TASK REQUIREMENTS:
1. Using the collar thread, answer each question on its own line, marked like the question:
(a) What kind of collar does Railz use on the staffy?
(b) What does HABU say the command "NO" means?
(c) Which two practices does Kare say the UK has never stooped to?
2. Does each statement agree with the collar thread? Answer yes or no and quote the words that decide it.
(a) em_40's Dobe wore a choke/check chain for walks.
(b) Kare was able to open the linked page.
(c) Zoo-Man says pinch collars are common where Zoo-Man lives.
3. Print the stretch of the collar thread from "you know, in" through "(Mar 9, 2010)", word for word.

Prong, or pinch, collars are awful & should never be used IMO!


----------



## Zoo-Man (Apr 12, 2008)

HABU said:


> yeah you should stay away from choke chains...


Sarcasm huh.......


----------



## HABU (Mar 21, 2007)

Zoo-Man said:


> Prong, or pinch, collars are awful & should never be used IMO!


 
then don't...

there... all fixed!


but then, you are against hamburgers too!:lol2:


----------



## Zoo-Man (Apr 12, 2008)

HABU said:


> then don't...
> 
> there... all fixed!
> 
> ...


I think pinch collars are a step too far! Thank god we don't see them over here!


----------



## HABU (Mar 21, 2007)

haha!!

this will piss-off a lot of folks!!:lol2:


Which Dog Training Collar Should I Use?


----------



## Zoo-Man (Apr 12, 2008)

HABU said:


> haha!!
> 
> this will piss-off a lot of folks!!:lol2:
> 
> ...


Wow, that 'trainer' must be intelligent! Using a head collar or flat collar is cruel & can hurt a dog, but pinch collars & shock collars are ok??? And Clickers??? :lol2: And all that training so that your dog doen't have to wear a collar? Right, ok, whatever! Bless them! :lol2:


----------



## HABU (Mar 21, 2007)

you know, in my humble opinion... the most important way to teach a dog to walk properly on a lead is the command "NO"!

it means stop...

a dog that will not listen to you isn't ready to learn how to walk on a lead...


----------



## Kare (Mar 9, 2010)

Zoo-Man said:


> Wow, that 'trainer' must be intelligent! Using a head collar or flat collar is cruel & can hurt a dog, but pinch collars & shock collars are ok??? And Clickers??? :lol2: And all that training so that your dog doen't have to wear a collar? Right, ok, whatever! Bless them! :lol2:


It will not open for me. Still doubt I am missing anything.

By the .com address I would guess it is an american site. Not sure why that should pee us off in the UK

It is sad for the US that they still take part in these things but there are far more sickening things they take part in that we have never stooped to on mass, like ear docking and declawing cats


----------



## Railz (Oct 30, 2010)

i use a half check on my staffy always have done and always will , i would never use a full check collar.
few pics of her wearing it 
















Half checks are great for staffordshires and use them for alot of training on lead and ring craft


----------



## em_40 (Sep 29, 2010)

Our Dobe always had a choke/check chain for walks, it was more for it being really quick to just slip over head because she didn't like having a collar on, she walked ok once it was on, so it didn't irritate her or choke or anything.

My pet hate around here is that a lot of people seem to have these halti, head collars for their dog, and they are just not fitted correctly. I guess they think they are being kind by putting it on loosely but the poor dogs can't see because they are so loose their pulled up into their eyes and their pawing to get it off and being made to continue on their walk in discomfort.


----------



## JakeTheDragon (Dec 19, 2011)

SUPPLIED MATERIAL:
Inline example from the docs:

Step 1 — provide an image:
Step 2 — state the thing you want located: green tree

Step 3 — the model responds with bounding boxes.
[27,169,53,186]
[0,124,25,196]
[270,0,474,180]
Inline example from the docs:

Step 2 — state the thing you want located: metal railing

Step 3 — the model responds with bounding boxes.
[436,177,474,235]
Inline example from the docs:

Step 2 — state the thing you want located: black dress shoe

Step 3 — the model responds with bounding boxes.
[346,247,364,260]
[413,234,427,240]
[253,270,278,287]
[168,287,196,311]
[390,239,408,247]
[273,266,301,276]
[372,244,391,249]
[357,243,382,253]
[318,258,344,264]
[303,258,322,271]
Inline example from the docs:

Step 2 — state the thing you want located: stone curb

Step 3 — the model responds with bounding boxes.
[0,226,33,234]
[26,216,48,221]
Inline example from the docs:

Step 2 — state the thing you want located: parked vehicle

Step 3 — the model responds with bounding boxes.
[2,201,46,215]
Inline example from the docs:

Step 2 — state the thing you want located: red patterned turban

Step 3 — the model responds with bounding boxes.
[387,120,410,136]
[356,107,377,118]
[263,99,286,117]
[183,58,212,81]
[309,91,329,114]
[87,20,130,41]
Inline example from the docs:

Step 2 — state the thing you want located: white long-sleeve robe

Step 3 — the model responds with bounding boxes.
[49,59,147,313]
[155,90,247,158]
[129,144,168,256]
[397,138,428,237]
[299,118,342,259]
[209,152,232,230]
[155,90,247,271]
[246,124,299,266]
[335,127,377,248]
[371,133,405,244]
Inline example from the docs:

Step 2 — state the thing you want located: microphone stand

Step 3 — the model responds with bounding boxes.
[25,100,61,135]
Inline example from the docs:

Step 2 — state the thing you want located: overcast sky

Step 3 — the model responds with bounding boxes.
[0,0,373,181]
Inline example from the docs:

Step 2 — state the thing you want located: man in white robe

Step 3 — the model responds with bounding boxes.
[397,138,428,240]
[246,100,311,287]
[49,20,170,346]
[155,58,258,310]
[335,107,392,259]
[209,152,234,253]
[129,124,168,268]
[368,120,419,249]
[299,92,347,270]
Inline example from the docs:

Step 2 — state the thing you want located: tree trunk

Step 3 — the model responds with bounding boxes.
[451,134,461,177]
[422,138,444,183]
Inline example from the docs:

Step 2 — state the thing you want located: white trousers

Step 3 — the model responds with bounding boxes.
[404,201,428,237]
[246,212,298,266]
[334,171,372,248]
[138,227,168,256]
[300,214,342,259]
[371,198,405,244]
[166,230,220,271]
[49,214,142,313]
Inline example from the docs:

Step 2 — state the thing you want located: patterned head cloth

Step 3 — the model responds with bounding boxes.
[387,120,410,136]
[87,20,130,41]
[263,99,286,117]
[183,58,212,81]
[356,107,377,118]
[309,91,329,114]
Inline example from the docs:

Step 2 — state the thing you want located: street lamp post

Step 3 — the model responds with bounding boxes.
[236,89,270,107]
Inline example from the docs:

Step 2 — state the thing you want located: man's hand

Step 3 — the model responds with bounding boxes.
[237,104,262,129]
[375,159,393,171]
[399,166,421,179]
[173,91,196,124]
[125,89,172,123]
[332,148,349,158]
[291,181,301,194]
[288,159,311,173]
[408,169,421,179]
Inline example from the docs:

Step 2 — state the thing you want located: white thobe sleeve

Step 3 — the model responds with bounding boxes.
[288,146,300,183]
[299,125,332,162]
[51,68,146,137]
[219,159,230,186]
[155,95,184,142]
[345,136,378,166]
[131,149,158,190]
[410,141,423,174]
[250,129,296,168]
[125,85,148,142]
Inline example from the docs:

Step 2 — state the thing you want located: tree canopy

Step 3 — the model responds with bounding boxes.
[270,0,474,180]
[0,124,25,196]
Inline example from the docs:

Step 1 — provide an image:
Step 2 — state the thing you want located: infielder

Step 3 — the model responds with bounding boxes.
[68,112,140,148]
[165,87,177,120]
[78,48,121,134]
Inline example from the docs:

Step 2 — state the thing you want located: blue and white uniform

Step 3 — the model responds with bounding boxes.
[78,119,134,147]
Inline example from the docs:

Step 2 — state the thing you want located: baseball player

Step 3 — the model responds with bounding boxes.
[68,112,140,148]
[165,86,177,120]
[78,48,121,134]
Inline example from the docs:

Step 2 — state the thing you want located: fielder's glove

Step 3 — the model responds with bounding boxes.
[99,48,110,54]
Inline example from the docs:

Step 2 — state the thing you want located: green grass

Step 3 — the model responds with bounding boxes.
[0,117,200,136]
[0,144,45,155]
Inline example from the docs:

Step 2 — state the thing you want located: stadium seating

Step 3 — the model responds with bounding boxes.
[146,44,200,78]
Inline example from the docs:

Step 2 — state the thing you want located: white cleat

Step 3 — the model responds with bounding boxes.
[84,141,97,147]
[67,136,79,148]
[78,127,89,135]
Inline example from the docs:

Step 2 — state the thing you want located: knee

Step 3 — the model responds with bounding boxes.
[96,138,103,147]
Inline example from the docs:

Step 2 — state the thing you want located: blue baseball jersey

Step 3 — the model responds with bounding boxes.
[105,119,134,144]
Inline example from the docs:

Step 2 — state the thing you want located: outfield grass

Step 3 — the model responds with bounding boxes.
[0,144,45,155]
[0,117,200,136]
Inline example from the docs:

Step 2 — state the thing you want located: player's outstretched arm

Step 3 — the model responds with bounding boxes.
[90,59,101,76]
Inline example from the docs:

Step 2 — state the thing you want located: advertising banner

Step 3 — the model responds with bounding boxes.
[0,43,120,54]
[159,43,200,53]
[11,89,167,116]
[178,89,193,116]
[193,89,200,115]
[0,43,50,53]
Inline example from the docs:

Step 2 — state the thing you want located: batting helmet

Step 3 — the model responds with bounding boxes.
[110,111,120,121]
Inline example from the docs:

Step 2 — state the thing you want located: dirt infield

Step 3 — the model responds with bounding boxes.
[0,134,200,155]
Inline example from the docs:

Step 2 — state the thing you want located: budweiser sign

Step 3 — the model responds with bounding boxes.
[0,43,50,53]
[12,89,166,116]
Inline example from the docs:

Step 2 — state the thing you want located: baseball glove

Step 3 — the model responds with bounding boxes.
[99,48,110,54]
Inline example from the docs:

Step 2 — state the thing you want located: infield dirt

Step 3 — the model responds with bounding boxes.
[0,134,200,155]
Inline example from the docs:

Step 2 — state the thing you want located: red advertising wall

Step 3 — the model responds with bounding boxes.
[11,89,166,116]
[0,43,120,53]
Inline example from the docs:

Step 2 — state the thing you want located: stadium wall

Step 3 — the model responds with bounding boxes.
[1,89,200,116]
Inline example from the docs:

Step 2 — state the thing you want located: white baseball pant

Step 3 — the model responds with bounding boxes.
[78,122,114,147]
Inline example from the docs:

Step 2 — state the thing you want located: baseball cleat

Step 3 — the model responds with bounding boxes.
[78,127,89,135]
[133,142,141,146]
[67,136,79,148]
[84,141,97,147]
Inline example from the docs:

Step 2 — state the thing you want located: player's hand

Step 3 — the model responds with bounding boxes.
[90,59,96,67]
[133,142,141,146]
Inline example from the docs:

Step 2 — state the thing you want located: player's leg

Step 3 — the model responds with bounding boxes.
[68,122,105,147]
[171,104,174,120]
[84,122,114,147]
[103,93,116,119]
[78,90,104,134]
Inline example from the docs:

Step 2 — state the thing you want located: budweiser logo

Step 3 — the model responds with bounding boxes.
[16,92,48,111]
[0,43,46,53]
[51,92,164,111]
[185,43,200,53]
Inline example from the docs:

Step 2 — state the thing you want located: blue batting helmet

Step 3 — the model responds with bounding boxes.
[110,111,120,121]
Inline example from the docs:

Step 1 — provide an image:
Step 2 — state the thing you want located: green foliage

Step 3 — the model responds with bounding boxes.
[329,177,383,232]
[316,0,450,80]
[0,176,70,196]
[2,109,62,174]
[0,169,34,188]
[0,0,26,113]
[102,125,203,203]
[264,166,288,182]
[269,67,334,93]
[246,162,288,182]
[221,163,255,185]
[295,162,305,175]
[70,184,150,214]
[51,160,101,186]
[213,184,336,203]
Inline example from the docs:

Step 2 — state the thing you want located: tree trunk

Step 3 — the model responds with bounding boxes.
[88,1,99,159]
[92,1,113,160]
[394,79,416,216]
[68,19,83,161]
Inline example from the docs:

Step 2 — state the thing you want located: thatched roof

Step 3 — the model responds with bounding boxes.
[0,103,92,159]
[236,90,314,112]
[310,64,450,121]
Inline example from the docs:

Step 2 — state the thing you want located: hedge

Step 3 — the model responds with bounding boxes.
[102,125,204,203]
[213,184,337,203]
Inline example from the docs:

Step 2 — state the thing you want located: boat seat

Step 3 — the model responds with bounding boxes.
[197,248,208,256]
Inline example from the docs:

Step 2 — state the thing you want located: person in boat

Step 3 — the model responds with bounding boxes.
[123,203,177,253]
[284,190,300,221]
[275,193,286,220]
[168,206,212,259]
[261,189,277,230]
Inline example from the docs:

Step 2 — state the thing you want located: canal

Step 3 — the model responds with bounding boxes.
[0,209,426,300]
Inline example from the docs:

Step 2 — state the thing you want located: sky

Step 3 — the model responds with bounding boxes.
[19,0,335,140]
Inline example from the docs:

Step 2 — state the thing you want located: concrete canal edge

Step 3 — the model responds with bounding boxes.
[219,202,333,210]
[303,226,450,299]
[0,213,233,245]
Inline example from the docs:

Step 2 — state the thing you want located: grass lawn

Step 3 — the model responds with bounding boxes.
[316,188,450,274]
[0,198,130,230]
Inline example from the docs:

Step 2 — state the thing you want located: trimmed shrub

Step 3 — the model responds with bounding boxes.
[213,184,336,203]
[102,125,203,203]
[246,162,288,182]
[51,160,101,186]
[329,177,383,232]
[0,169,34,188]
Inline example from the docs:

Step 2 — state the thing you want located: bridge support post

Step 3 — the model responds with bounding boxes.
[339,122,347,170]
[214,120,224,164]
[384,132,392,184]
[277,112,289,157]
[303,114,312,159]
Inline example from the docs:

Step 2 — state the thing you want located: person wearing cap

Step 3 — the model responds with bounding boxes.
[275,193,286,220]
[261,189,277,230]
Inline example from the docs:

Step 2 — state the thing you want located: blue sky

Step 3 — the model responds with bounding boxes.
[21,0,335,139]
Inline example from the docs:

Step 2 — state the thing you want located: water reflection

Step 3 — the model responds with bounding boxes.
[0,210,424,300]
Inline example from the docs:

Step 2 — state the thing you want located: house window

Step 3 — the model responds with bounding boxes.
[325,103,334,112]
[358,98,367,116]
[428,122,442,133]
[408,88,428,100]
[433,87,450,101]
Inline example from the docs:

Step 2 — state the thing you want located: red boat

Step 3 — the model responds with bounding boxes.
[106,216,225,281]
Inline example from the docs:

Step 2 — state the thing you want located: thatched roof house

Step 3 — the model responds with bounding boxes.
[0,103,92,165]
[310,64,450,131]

ANSWERS IN ORDER:
1.
(a) A half check.
(b) It means stop.
(c) Ear docking and declawing cats.

2.
(a) Yes: "Our Dobe always had a choke/check chain for walks"
(b) No: "It will not open for me."
(c) No: "Thank god we don't see them over here!"

3.
you know, in my humble opinion... the most important way to teach a dog to walk properly on a lead is the command "NO"!

it means stop...

a dog that will not listen to you isn't ready to learn how to walk on a lead...


----------



## Kare (Mar 9, 2010)